═══ Record set ═══

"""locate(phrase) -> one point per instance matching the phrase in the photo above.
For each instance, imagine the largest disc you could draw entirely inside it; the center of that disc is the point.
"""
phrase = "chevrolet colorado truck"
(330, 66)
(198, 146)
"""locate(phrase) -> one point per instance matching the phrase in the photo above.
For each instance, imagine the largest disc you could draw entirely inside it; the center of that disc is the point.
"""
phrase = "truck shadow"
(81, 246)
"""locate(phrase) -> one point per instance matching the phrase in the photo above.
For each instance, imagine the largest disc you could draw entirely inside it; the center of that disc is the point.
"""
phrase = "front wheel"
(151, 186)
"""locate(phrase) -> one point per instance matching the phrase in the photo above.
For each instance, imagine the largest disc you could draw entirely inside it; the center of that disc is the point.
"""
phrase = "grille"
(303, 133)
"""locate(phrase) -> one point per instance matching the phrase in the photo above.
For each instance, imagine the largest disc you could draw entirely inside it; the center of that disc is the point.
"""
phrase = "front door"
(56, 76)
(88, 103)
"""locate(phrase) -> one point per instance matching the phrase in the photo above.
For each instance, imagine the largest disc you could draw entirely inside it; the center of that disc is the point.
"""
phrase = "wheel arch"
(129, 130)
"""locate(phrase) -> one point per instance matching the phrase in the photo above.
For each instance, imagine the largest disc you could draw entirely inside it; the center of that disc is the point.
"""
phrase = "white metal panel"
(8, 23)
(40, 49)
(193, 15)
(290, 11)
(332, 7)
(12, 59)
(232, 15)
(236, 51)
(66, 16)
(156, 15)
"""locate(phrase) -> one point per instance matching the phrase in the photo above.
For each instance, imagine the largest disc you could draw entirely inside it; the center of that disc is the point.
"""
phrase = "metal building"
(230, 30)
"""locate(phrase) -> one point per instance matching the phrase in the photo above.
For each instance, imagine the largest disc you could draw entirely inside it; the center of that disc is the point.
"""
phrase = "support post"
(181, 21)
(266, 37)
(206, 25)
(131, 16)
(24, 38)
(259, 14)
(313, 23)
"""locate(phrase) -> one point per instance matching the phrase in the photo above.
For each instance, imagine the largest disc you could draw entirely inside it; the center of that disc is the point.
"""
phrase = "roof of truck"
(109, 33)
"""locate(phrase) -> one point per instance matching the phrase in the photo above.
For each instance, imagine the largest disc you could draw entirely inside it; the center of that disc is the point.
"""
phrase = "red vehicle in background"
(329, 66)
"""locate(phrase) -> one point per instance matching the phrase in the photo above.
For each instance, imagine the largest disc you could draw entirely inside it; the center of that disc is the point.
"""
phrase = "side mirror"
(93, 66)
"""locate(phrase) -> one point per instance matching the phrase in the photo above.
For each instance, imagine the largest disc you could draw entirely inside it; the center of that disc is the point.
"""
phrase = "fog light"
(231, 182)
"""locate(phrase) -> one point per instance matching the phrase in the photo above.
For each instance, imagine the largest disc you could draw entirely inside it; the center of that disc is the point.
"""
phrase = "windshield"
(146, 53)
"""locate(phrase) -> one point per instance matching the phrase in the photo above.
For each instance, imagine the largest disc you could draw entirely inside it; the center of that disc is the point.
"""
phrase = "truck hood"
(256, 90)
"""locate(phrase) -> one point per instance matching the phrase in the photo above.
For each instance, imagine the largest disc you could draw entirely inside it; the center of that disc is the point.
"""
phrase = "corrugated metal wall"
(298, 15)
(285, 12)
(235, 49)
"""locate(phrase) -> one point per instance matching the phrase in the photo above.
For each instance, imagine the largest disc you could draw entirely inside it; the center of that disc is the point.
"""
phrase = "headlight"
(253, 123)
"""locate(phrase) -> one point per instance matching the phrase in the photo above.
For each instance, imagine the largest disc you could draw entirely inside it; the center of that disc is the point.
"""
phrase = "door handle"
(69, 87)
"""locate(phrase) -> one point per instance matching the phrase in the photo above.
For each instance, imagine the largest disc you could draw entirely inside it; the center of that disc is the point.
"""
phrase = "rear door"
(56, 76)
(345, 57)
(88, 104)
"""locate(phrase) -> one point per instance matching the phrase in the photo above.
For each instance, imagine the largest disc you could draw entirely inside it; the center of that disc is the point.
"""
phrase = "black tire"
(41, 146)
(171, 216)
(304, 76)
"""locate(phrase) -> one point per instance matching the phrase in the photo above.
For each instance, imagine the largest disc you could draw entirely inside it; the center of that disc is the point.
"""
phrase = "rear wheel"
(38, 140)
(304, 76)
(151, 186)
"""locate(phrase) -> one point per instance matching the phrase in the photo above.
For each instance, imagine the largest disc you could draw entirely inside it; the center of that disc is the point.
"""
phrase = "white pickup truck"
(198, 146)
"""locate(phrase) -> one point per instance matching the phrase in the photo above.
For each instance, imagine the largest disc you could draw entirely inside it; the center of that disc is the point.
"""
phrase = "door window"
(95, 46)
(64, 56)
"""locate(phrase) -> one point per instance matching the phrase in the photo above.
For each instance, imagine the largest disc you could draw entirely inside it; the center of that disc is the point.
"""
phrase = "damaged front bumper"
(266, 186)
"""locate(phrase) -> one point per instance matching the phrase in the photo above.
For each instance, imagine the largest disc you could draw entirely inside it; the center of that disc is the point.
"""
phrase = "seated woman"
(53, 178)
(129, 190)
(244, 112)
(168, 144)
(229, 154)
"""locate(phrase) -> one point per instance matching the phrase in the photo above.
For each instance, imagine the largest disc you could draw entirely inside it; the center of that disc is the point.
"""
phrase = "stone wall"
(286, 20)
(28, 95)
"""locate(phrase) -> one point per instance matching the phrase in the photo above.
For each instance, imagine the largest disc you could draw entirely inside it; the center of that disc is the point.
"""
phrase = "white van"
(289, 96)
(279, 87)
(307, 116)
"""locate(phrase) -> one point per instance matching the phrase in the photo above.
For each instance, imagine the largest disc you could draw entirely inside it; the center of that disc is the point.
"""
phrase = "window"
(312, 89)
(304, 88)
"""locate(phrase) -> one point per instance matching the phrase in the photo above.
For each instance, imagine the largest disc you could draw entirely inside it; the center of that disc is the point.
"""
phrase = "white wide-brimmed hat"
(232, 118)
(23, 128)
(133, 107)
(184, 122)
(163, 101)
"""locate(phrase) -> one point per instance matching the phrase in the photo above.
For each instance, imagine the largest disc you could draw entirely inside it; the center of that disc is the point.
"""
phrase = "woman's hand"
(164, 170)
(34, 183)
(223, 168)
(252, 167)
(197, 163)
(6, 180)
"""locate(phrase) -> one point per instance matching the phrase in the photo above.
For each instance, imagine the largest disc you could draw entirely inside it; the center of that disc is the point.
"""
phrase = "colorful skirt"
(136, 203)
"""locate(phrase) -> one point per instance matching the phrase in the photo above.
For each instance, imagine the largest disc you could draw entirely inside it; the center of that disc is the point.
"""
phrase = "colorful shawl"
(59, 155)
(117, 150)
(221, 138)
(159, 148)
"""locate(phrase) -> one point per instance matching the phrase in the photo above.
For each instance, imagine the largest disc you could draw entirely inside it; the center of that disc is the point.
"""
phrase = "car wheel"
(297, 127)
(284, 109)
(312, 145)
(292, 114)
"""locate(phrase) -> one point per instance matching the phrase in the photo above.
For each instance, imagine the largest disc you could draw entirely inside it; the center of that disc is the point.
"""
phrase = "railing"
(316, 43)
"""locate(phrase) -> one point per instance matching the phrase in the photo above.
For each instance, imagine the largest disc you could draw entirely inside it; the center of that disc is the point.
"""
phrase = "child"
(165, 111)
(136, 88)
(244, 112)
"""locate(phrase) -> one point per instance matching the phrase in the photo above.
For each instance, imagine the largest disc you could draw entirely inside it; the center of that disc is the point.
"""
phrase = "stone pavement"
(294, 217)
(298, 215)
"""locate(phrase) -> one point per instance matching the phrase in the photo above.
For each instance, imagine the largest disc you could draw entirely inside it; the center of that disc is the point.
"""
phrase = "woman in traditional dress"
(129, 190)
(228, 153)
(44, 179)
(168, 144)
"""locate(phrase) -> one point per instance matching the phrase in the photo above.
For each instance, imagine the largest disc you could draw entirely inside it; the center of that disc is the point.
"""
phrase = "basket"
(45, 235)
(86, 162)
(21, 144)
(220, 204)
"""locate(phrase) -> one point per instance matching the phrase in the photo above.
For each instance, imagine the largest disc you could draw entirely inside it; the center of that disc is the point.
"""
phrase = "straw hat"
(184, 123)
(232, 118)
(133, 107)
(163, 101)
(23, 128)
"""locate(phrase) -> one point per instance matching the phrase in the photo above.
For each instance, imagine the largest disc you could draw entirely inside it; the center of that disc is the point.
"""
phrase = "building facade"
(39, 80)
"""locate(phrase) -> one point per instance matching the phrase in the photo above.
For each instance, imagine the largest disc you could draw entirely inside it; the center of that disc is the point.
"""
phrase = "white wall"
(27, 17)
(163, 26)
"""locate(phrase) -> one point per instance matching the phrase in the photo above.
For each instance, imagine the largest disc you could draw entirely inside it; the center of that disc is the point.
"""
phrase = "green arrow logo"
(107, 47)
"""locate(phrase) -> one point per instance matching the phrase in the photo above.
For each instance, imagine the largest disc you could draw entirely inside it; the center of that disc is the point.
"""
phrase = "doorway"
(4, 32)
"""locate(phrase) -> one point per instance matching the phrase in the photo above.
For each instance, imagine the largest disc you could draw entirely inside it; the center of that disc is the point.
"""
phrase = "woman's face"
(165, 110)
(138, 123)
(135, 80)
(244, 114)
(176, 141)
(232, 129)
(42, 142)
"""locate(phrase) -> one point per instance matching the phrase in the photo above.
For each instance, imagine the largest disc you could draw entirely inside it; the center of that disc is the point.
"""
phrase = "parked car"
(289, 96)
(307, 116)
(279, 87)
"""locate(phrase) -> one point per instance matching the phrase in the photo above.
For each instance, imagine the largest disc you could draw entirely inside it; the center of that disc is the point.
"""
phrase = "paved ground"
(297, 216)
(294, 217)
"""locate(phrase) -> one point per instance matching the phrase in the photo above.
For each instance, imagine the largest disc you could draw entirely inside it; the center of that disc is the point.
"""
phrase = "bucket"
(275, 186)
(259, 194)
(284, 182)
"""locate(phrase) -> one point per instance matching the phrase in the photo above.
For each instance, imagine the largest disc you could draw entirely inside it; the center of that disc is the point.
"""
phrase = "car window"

═══

**The problem:**
Pull out every line of the listing above that contains the word "front", and copy each one in full.

**Problem solution:**
phrase = "front wheel"
phrase = "front door"
phrase = "damaged front bumper"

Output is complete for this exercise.